**Aufgabe 1:**
Schreiben Sie den Text über das Förderzentrum an der Kerschensteinerstraße vollständig und ohne jede Änderung ab.

Das Förderzentrum an der Kerschensteinerstraße ist eine Schule, auf der die landen, die andernorts als „unbeschulbar“ aufgegeben werden. Weit über die Hälfte der Kinder haben, wie man so sagt, einen „Migrationshintergrund“, seit einigen Jahren kommen die Roma- und Sinti-Kinder, deren Familien das Sozialamt in einer Hochhaussiedlung unterbringt, das sind derzeit rund 25 Prozent der Kinder, deren Familien meist keinerlei Bildungstradition kennen. „Rechnen können sie oft, auch sich verbal ausdrücken – aber es hapert an der Schriftkultur“, beschreibt Schulleiterin Birgit Rüst das Problem.

Am Förderzentrum landen auch die „verhaltensauffälligen“ Kinder und die mit großen Lernproblemen. „Früher hatten doch viele die Chance, hinterher eine Lehrstelle zu bekommen“, sagt die Schulleiterin. Heute sind nicht nur die Perspektiven auf dem Arbeitsmarkt düster, auch die Schwierigkeiten der Kinder sind vielfältiger. Die meisten können sich nicht konzentrieren, sind kaum belastbar, „vielen fehlt es einfach an Struktur“, sagt Rüst: „Hausaufgaben können Sie vergessen.“ Für manche ist die Schule ein wenig „Zuhause“.

**Aufgabe 2:**
Filtern Sie aus den folgenden Datensätzen jede Zeile heraus, die die Zeichenfolge „apple“ enthält, und geben Sie diese Zeilen wieder. Beachten Sie dabei die Groß- und Kleinschreibung.

**Liste der Datensätze:**
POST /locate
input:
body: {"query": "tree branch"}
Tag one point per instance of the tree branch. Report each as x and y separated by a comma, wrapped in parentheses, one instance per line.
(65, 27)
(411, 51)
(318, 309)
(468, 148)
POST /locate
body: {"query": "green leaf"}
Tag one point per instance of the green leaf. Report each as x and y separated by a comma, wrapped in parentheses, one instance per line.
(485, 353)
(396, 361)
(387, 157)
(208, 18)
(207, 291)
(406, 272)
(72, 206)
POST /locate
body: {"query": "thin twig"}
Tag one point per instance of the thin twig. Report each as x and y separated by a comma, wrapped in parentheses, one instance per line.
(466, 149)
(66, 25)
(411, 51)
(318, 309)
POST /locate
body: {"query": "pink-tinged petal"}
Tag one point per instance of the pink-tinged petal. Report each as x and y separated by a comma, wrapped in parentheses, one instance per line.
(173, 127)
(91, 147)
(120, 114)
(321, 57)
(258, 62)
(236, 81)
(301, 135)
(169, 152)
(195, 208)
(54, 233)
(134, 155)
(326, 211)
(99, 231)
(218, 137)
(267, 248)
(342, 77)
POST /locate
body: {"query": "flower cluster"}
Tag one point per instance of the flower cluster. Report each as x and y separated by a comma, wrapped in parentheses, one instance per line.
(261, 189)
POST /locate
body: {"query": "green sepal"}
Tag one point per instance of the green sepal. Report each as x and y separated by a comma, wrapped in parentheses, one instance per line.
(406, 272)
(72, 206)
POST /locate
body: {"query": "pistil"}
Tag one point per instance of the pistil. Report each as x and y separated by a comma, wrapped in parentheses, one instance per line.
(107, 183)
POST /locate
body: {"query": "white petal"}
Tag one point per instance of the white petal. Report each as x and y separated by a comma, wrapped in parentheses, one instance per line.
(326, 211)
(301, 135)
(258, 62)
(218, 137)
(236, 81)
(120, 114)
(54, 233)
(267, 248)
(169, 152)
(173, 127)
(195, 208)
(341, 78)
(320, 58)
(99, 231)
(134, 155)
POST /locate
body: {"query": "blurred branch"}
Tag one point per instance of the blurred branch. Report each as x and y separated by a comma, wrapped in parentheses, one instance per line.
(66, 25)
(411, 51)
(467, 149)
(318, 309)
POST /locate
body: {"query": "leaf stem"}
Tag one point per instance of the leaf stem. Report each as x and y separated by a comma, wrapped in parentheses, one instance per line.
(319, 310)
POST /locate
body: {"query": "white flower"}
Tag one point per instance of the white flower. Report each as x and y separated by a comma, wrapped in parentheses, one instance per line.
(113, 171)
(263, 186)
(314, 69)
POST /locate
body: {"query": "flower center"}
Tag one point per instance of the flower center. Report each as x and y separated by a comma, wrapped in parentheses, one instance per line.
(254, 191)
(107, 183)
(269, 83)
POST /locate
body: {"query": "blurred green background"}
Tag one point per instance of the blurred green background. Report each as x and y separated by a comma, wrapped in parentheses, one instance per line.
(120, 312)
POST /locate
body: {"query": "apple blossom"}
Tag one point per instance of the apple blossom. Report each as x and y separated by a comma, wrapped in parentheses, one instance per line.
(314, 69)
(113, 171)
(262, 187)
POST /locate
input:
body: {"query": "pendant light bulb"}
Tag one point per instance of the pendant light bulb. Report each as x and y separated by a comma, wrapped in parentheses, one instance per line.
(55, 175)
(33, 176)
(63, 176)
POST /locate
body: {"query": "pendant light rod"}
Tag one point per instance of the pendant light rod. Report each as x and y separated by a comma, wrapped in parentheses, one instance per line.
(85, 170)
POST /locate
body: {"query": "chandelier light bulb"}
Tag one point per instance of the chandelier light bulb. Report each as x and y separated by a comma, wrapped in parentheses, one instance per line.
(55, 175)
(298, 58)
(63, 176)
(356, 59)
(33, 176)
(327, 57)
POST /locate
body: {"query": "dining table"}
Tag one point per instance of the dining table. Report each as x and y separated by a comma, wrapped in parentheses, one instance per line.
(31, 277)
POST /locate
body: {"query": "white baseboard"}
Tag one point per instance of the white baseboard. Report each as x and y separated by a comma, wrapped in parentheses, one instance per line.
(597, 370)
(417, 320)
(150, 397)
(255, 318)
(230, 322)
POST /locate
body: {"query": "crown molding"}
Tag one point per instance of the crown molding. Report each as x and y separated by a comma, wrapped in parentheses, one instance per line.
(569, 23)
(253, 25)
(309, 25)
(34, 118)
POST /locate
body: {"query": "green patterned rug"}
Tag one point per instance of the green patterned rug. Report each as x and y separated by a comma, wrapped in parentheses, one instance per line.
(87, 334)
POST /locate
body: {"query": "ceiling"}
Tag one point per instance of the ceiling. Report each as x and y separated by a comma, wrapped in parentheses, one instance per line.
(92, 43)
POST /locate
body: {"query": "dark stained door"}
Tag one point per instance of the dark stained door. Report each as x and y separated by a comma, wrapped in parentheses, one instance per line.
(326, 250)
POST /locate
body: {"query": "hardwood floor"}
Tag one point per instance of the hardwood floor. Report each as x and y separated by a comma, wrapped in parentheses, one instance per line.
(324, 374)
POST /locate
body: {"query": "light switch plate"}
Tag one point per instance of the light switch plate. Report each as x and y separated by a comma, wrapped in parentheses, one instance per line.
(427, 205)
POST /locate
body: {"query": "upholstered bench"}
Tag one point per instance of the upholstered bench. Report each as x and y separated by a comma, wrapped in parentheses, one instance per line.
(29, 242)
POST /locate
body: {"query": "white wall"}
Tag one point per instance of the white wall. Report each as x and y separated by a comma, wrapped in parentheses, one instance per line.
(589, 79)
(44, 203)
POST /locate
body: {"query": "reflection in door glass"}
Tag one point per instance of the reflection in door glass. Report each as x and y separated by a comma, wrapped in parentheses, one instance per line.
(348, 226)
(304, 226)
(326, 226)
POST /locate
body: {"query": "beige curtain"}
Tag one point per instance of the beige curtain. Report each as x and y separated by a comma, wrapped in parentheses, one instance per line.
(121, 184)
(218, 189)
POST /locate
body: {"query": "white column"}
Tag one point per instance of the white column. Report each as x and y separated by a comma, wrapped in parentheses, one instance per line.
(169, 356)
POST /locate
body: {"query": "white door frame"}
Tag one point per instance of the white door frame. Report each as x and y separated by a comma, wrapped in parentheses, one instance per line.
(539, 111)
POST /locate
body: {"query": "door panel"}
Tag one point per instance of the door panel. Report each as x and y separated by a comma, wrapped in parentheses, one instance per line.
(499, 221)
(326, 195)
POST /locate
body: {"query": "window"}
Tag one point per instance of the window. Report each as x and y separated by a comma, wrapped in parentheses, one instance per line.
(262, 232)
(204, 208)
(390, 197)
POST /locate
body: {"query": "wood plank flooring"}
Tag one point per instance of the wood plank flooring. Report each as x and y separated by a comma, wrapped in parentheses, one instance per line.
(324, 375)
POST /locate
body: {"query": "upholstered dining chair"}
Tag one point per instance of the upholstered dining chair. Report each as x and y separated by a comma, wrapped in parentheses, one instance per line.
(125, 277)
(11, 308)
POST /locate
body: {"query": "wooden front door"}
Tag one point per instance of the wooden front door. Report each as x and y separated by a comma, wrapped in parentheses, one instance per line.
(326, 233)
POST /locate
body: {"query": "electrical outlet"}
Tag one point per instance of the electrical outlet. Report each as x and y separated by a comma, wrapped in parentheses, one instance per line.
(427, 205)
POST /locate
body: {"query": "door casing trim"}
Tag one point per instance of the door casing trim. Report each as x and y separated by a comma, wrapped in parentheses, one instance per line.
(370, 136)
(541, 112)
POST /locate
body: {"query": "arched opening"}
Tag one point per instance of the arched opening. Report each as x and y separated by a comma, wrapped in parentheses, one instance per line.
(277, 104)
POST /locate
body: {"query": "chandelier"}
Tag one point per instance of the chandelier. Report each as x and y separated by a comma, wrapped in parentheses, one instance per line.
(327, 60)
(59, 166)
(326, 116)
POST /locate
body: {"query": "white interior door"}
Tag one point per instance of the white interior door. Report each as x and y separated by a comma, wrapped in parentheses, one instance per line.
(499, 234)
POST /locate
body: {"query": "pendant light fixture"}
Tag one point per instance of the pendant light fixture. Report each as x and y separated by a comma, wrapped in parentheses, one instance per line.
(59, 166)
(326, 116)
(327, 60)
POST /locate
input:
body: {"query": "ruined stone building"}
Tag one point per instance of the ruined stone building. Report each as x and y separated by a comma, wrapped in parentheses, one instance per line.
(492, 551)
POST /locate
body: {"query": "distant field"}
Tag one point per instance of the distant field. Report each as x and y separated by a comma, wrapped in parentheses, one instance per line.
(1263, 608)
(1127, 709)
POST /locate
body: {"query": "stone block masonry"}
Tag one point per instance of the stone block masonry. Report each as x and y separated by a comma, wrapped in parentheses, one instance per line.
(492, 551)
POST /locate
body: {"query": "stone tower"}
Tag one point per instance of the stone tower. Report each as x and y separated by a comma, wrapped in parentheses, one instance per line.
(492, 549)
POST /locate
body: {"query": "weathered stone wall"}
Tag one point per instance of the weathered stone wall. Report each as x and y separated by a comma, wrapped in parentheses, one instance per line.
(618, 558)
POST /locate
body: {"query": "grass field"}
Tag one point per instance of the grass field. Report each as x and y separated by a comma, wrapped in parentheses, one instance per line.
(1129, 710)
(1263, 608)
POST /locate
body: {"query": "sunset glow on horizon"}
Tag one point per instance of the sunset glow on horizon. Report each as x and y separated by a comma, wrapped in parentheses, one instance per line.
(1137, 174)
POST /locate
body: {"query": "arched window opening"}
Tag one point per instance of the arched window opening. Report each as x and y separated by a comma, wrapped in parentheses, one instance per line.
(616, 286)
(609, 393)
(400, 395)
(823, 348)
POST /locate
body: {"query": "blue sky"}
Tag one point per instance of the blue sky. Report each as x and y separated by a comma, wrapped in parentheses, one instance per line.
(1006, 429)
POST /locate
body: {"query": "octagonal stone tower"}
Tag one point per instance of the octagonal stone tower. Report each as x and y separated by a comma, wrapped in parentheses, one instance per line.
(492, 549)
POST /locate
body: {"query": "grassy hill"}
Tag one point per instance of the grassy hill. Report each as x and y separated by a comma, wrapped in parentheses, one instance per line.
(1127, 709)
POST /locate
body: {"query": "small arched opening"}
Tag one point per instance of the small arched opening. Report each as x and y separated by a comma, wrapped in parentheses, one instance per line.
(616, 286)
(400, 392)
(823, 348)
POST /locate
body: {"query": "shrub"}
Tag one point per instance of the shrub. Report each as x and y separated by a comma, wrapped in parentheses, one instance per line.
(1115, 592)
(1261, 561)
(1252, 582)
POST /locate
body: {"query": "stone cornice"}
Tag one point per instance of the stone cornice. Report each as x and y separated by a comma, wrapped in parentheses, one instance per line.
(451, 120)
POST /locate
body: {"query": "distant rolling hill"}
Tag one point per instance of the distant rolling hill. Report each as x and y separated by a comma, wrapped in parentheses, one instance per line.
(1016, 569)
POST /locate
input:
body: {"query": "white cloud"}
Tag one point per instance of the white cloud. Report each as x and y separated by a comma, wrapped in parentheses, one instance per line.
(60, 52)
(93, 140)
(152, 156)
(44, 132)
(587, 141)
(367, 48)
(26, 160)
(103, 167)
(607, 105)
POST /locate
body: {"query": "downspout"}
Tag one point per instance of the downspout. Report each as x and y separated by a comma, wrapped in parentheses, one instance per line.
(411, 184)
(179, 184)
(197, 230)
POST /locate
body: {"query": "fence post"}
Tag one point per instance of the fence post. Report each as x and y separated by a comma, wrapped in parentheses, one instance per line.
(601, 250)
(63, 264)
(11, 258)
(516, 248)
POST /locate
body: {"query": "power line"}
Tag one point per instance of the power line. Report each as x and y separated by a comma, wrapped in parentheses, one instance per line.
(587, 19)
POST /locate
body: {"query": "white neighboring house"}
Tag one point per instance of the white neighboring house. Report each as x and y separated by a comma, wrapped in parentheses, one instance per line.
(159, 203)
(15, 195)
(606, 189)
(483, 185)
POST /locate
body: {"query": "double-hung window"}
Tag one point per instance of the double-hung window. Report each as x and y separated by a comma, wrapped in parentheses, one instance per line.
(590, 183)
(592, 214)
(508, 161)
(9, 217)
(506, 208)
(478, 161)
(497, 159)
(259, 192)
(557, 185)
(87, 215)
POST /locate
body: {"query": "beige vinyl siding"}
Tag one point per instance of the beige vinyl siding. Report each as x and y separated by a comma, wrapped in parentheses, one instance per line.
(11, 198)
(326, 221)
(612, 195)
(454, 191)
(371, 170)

**Ausgabe 1:**
Das Förderzentrum an der Kerschensteinerstraße ist eine Schule, auf der die landen, die andernorts als „unbeschulbar“ aufgegeben werden. Weit über die Hälfte der Kinder haben, wie man so sagt, einen „Migrationshintergrund“, seit einigen Jahren kommen die Roma- und Sinti-Kinder, deren Familien das Sozialamt in einer Hochhaussiedlung unterbringt, das sind derzeit rund 25 Prozent der Kinder, deren Familien meist keinerlei Bildungstradition kennen. „Rechnen können sie oft, auch sich verbal ausdrücken – aber es hapert an der Schriftkultur“, beschreibt Schulleiterin Birgit Rüst das Problem.

Am Förderzentrum landen auch die „verhaltensauffälligen“ Kinder und die mit großen Lernproblemen. „Früher hatten doch viele die Chance, hinterher eine Lehrstelle zu bekommen“, sagt die Schulleiterin. Heute sind nicht nur die Perspektiven auf dem Arbeitsmarkt düster, auch die Schwierigkeiten der Kinder sind vielfältiger. Die meisten können sich nicht konzentrieren, sind kaum belastbar, „vielen fehlt es einfach an Struktur“, sagt Rüst: „Hausaufgaben können Sie vergessen.“ Für manche ist die Schule ein wenig „Zuhause“.

**Ausgabe 2:**
body: {"query": "apple blossom"}
Tag one point per instance of the apple blossom. Report each as x and y separated by a comma, wrapped in parentheses, one instance per line.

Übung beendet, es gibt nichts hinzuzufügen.